Durante i primi secoli della storia romana la maggior parte degli alleati dei romani erano stati i socii italici, che avevano affiancato le legioni di cittadini romani. Con l’espansione della repubblica nuovi regni clienti fornirono truppe ausiliarie, come i numidi che furono fondamentali per vincere Annibale. Alla fine dell’epoca repubblicana i romani facevano affidamento su truppe non regolari fornite da moltissimi regni clienti, specialmente in oriente; Pompeo ad esempio poteva vantare numerose amicizie grazie alle quali poté arruolare numerosi soldati per combattere Cesare.

Augusto stabilizzò molti di questi reparti, inquadrandoli negli auxilia, divisi in coorti e alae ausiliarie, ma fu solo Claudio a regolamentare il percorso di carriera per gli ufficiali romani (cavalieri) che le comandavano. A questi si affiancarono dal II secolo d.C. nuove truppe arruolate tra barbari e che operavano tatticamente in quella maniera, i numerii, oltre a nuovi reparti di cavalieri corazzati catafratti e arcieri a cavallo. In ogni caso, nel I-II secolo d.C., gli ausiliari si dimostrarono spesso al livello dei legionari, ed erano anche equipaggiati in modo simile, con corazza ad anelli o squame, un gladio o una spada, un elmo simile a quello dei legionari e uno scudo spesso ovale. Alcuni usavano anche giavellotti, altri componevano unità miste di fanti e cavalieri, mentre altri ancora erano in reparti di truppe da tiro, come arcieri e frombolieri.

La prima cavalleria pesante

I romani inizialmente non facevano particolare affidamento sulla cavalleria, ma già durante il principato la struttura dei reparti ausiliari venne normalizzata, tra coorti di fanteria (pesante, leggera o arcieri o frombolieri), ali di cavalleria e coorti equitate (miste). Sia le coorti potevano essere quingenarie cioè di circa 500 uomini o miliariae, cioè di circa 800-1.000. Nel primo caso l’ala era formata da 16 turme di 30-32 uomini ciascuna, nel secondo da 24. Le turme erano divise a loro volta in tre decurie di 10 cavalieri ognuna comandata da un decurione. A comandare questi reparti c’erano cavalieri romani in veste di prefetti, la cui carriera venne regolamentata dall’imperatore Claudio. In generale i romani non amavano combattere a cavallo e ciò si rifletteva nella struttura dell’esercito, fortemente incentrata sulle legioni di cittadini romani. I romani non conoscevano la staffa, arrivata in Europa solo attorno alla fine del VI secolo grazie agli avari, per cui la forza di una carica era molto debole e si preferiva usare i cavalli più per azioni di toccata e fuga e di avvolgimento, essendo i cavalli anche più piccoli di quelli odierni.

A partire da Adriano e specialmente dal III-IV secolo i romani cominciano a usare reparti di cavalleria completamente corazzati, sul modello partico / sasanide. Inizialmente hanno il nome di cataphracti, ma successivamente appaiano anche reparti, specialmente in oriente, chiamati clibanarii; sulla Notitia Dignitatum appaiono entrambi indifferentemente. Alcuni hanno supposto una differenza di armatura tra i due, altri una mera differenza linguistica, con catafratti usato in occidente e clibanari in oriente. Questo tipo di cavalleria comincerà a essere usato meno dall’impero d’oriente in seguito alla grave crisi causata dalle conquiste slave e arabe tra VII e VIII secolo, per poi ritornare in auge tra la fine del IX e l’XI, quando la dinastia macedone riconquistò buona parte dei territori persi.

Dati forniti -

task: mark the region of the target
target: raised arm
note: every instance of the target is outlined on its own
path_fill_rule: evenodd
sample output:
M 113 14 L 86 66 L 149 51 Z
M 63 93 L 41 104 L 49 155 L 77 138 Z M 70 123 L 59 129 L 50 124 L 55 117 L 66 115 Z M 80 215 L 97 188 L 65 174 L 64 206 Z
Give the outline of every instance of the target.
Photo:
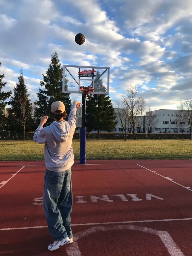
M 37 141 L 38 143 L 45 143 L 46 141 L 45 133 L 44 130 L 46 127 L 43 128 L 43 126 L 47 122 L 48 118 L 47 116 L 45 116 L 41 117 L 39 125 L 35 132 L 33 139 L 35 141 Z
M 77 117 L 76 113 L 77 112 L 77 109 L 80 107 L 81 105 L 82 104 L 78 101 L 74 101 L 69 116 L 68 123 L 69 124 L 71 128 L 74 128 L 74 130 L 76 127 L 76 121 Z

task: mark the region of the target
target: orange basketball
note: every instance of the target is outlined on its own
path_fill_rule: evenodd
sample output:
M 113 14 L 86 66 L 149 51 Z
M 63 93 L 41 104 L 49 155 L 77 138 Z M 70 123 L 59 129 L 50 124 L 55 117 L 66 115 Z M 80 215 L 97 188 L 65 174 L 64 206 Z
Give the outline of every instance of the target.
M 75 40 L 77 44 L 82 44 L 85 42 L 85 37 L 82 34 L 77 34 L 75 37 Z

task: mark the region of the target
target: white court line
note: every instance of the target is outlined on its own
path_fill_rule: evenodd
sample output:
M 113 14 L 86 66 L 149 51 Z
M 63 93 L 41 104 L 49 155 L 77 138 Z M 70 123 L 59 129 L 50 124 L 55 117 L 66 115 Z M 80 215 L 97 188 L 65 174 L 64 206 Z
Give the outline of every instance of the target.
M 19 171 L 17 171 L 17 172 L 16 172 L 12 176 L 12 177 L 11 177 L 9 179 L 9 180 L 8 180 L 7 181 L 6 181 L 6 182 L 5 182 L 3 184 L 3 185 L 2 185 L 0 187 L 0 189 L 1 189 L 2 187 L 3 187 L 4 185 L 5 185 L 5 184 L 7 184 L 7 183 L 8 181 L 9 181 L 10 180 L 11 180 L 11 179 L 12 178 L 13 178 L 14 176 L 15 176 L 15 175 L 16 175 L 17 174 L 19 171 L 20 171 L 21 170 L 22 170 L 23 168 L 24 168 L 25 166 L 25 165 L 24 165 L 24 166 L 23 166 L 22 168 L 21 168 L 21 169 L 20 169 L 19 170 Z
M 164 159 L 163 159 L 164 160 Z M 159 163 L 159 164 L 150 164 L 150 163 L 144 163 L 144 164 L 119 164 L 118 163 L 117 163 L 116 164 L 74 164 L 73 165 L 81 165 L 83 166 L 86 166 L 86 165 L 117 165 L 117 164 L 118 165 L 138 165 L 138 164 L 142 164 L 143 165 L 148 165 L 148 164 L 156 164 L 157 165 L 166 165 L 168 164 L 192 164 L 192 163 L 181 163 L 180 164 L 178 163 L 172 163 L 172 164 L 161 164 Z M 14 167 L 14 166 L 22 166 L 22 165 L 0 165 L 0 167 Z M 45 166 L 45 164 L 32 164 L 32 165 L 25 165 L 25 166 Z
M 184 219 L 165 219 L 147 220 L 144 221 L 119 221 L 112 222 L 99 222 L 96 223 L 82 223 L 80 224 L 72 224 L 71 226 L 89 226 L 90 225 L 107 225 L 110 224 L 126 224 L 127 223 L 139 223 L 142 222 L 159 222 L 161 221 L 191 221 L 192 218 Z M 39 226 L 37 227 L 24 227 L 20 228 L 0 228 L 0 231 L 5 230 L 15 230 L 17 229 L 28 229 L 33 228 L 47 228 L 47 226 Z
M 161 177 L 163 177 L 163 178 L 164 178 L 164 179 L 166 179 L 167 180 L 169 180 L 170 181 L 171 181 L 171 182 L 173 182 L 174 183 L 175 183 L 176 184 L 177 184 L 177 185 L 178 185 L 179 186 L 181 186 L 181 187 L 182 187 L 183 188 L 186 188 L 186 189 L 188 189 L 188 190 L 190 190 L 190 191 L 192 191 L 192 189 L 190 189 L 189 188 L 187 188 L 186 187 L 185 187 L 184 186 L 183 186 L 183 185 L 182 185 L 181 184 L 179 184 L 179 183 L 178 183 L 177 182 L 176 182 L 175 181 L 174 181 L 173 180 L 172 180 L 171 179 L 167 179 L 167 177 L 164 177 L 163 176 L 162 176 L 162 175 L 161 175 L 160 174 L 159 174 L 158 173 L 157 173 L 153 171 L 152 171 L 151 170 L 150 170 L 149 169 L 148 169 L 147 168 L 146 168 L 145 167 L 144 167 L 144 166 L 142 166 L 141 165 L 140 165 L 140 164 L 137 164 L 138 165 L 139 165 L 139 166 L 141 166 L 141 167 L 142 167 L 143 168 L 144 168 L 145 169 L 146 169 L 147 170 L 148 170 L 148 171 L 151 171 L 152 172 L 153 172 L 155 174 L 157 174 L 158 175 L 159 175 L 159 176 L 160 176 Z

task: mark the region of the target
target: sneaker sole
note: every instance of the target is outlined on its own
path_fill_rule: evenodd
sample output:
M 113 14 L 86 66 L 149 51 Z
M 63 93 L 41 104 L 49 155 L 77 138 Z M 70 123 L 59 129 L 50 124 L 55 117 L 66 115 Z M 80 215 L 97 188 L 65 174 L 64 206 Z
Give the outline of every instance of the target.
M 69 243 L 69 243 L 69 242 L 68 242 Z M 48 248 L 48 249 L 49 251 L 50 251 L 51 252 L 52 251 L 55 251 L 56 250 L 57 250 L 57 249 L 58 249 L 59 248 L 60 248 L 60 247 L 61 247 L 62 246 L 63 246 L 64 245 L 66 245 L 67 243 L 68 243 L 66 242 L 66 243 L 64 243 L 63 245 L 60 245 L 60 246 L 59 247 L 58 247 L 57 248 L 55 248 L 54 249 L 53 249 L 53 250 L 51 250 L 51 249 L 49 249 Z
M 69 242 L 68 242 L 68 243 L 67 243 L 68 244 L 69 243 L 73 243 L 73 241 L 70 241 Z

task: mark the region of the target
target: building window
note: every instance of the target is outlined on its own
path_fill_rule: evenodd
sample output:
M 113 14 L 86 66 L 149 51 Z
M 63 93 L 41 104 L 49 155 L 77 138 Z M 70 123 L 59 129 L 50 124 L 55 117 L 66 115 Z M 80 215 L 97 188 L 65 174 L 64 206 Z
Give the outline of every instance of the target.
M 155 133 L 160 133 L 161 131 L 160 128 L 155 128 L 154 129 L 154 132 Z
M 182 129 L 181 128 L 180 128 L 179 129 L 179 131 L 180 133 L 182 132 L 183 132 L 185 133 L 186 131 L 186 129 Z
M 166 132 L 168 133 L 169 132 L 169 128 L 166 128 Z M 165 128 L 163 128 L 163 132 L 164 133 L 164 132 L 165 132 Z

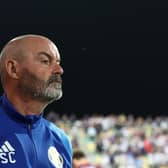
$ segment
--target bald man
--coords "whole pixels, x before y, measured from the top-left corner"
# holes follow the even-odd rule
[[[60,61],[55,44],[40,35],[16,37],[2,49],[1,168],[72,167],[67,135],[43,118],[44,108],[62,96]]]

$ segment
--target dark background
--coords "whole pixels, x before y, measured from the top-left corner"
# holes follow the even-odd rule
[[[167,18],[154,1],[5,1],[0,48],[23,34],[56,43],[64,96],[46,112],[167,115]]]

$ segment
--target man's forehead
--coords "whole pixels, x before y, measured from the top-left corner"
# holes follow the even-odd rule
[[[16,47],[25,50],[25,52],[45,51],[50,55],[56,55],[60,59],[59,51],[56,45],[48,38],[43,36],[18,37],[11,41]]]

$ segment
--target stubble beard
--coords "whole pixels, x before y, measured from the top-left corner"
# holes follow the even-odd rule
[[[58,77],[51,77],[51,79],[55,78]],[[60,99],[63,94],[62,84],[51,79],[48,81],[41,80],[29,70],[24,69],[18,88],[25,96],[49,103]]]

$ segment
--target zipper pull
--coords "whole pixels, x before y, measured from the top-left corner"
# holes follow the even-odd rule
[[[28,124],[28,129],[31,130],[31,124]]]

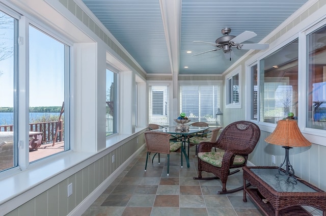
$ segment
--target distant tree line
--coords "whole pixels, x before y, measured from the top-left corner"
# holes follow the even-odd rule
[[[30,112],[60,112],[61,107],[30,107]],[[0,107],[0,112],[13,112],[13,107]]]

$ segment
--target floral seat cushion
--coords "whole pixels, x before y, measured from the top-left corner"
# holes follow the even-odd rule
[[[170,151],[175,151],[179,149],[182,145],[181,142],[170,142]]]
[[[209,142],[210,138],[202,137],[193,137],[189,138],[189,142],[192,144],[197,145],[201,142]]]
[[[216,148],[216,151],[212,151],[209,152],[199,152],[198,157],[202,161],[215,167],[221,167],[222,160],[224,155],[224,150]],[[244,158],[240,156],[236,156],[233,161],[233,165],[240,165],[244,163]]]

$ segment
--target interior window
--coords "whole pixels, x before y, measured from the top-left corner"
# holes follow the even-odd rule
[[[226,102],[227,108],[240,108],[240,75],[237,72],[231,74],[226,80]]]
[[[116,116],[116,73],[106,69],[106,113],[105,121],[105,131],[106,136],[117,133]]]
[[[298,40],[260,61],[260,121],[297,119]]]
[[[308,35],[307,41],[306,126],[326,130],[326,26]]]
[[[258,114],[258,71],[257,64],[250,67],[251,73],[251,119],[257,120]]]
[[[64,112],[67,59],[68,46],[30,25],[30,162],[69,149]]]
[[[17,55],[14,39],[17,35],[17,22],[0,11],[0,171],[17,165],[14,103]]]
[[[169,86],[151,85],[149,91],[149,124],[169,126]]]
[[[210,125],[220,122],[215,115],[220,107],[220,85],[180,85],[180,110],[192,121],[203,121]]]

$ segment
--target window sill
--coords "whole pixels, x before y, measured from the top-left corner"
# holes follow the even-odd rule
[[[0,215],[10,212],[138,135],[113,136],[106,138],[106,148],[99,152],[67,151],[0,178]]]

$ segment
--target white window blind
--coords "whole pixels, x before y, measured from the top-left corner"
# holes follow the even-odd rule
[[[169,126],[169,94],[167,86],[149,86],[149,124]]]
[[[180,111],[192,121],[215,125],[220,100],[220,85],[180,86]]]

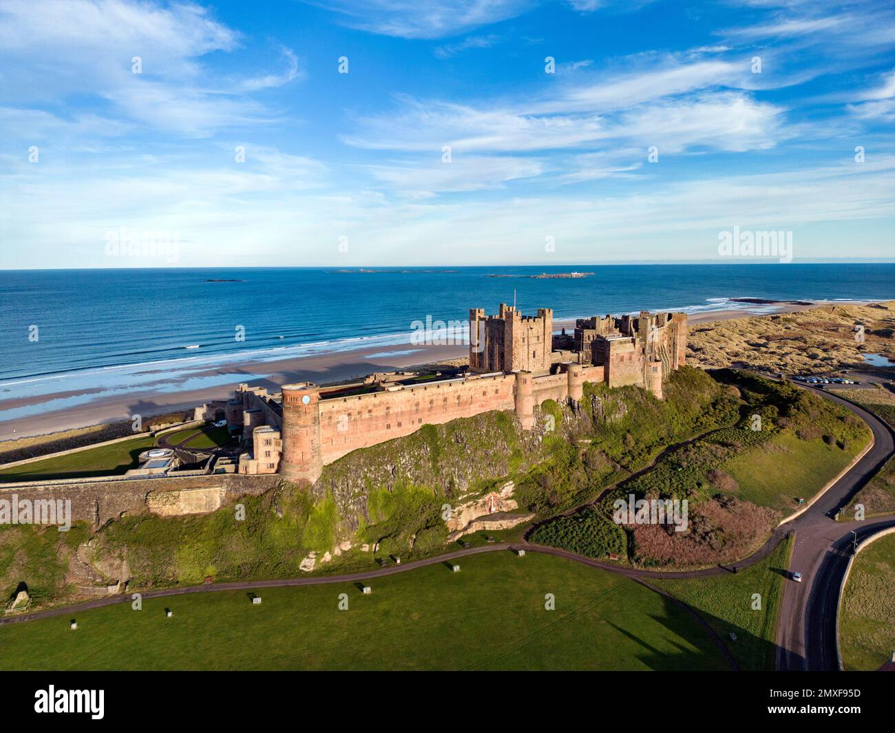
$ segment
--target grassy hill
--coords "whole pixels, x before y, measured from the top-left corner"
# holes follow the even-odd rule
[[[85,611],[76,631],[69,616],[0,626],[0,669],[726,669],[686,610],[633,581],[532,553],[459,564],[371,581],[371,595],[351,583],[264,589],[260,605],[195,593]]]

...

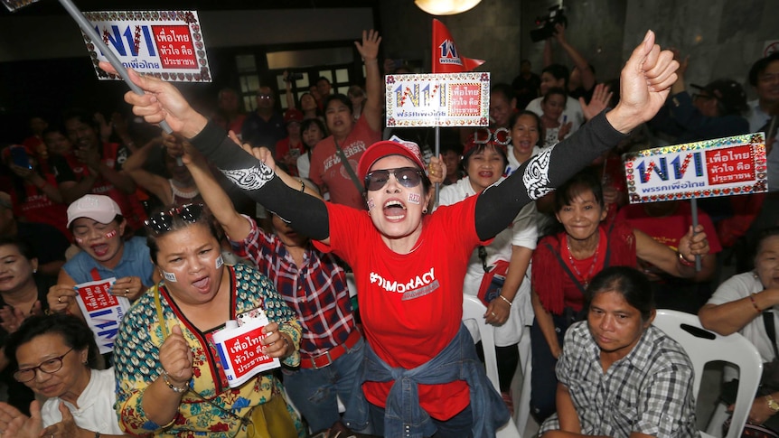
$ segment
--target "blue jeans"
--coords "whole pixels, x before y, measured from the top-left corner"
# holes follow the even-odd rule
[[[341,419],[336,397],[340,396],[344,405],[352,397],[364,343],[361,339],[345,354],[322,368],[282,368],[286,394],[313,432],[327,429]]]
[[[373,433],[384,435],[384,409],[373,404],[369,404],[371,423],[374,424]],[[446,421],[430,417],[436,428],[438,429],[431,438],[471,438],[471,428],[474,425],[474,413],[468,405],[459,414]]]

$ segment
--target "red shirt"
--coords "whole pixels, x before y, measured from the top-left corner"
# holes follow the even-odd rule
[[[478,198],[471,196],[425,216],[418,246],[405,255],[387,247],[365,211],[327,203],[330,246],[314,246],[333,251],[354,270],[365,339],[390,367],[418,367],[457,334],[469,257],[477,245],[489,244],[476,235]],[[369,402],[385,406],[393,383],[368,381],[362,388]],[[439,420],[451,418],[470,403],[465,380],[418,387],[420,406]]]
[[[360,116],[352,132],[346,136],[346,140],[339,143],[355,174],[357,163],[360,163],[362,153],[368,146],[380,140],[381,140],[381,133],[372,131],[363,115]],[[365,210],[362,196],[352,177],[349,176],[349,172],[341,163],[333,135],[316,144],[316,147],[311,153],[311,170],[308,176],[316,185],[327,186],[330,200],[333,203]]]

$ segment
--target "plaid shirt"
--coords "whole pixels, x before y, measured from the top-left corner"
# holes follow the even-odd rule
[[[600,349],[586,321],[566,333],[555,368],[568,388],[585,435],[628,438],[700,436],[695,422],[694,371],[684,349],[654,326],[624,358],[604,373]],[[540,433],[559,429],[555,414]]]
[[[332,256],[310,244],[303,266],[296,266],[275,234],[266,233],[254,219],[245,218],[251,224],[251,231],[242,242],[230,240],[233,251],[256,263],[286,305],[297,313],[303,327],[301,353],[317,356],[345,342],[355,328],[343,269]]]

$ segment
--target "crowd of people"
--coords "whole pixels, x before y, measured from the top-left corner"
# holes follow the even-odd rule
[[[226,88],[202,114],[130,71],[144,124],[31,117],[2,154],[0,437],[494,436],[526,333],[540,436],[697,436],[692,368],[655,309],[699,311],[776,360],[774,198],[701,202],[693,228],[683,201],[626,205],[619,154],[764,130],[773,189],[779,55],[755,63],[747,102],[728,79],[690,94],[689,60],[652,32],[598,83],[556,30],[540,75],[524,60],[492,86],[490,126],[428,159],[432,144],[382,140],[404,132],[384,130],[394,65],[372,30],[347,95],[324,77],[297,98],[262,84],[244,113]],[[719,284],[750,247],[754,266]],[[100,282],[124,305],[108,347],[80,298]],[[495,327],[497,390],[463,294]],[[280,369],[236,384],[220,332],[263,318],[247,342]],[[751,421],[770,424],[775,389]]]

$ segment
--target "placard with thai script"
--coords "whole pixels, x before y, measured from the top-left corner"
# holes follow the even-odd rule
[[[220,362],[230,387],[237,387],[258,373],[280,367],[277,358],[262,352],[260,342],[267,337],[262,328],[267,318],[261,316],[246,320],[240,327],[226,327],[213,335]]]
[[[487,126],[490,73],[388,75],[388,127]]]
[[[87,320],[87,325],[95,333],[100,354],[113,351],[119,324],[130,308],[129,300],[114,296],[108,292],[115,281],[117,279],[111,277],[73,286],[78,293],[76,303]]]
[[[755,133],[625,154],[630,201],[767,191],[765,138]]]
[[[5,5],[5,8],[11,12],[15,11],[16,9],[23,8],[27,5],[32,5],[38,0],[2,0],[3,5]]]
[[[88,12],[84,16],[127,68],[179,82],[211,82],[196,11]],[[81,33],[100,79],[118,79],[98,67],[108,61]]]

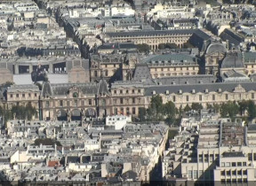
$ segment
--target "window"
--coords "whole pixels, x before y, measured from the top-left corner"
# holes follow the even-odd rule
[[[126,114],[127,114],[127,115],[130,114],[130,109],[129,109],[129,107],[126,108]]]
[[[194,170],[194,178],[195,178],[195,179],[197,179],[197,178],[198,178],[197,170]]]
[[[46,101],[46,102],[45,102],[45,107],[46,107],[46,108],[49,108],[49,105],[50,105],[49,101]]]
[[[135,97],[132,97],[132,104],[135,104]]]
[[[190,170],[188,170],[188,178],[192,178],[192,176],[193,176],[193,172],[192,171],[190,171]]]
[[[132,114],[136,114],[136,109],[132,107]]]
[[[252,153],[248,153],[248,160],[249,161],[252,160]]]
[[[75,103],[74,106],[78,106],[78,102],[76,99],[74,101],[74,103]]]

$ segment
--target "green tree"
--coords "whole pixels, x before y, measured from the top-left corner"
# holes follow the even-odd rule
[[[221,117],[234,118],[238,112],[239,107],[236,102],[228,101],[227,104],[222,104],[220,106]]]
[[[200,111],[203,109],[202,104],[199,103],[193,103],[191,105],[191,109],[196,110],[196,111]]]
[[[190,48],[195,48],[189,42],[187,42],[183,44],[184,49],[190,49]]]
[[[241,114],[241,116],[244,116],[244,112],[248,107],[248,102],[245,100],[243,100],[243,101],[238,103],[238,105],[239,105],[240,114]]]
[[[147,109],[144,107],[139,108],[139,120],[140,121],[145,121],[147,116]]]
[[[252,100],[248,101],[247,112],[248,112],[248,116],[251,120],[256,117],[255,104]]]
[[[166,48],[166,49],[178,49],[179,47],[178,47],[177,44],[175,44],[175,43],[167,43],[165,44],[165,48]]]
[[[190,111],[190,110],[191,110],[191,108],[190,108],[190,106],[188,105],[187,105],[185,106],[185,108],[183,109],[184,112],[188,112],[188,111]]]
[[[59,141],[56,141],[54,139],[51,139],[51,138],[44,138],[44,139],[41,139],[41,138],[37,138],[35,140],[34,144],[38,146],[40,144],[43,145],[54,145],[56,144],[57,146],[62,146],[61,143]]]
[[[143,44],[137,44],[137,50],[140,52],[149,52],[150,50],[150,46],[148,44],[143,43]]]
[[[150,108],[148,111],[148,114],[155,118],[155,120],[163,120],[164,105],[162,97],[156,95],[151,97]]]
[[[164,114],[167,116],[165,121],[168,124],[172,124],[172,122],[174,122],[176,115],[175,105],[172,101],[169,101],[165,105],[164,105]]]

* * *

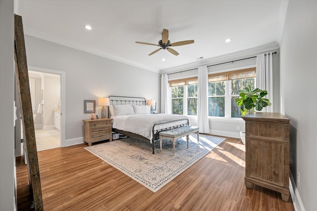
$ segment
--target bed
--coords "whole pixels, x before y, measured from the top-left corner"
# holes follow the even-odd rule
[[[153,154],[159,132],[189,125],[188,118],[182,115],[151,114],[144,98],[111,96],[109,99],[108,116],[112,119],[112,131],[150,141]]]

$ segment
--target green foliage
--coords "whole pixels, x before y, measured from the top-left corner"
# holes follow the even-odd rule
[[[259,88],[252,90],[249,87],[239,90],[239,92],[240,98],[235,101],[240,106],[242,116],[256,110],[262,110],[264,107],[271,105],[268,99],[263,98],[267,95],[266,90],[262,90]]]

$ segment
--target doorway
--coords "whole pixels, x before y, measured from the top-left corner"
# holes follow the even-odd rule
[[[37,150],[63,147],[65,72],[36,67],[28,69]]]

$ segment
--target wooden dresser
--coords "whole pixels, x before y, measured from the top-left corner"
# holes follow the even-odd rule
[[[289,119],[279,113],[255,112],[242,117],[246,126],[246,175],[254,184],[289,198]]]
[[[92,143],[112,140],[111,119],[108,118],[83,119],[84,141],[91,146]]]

Da fare -
a – Nel testo sulle truppe ausiliarie e sulla cavalleria romana, quando e grazie a chi arrivò in Europa la staffa?
b – Scrivi il seguito del testo sulle truppe ausiliarie e sulla cavalleria romana, partendo dopo la sua ultima frase.

Risposte date -
a – Attorno alla fine del VI secolo, grazie agli avari.

b –
E’ possibile che esistesse un nesso tra i catafratti, i clibanari e la lorica segmentata. Riguardo il nome antico di quest’ultima (segmentata è un termine moderno) le fonti tacciono e si possono fare solo ipotesi. La più accreditata la vorrebbe legata al termine clibanarius, che indicava un soldato particolarmente corazzato, legandolo anche a un passo di Ammiano Marcellino in cui parla di soldati clibanarii che seguivano l’imperatore Giuliano. Il termine tra l’altro in greco e poi nell’impero bizantino (klibanon) indicava appunto le armature lamellate che usavano i cavalieri catafratti. Probabilmente la parola greca, da cui deriva quella latina, viene da “kribanos” (teglia da forno per il pane). Non solo, sappiamo grazie alla Notitia Dignitatum, che esistevano fabbriche dedicate alla produzione di armature dette clibanariae, diverse dalle altre.

«et incedebat hinc inde ordo geminus armatorum clipeatus atque cristatus corusco lumine radians nitidis loricis indutus, sparsique cataphracti equites quos clibanarios dictitant, [personati] thoracum muniti tegminibus et limbis ferreis cincti ut Praxitelis manu polita crederes simulacra non viros quos laminarum circuli tenues apti corporis flexibus ambiebant per omnia membra diducti ut quocumque artus necessitas commovisset vestitus congrueret iunctura cohaerenter aptata»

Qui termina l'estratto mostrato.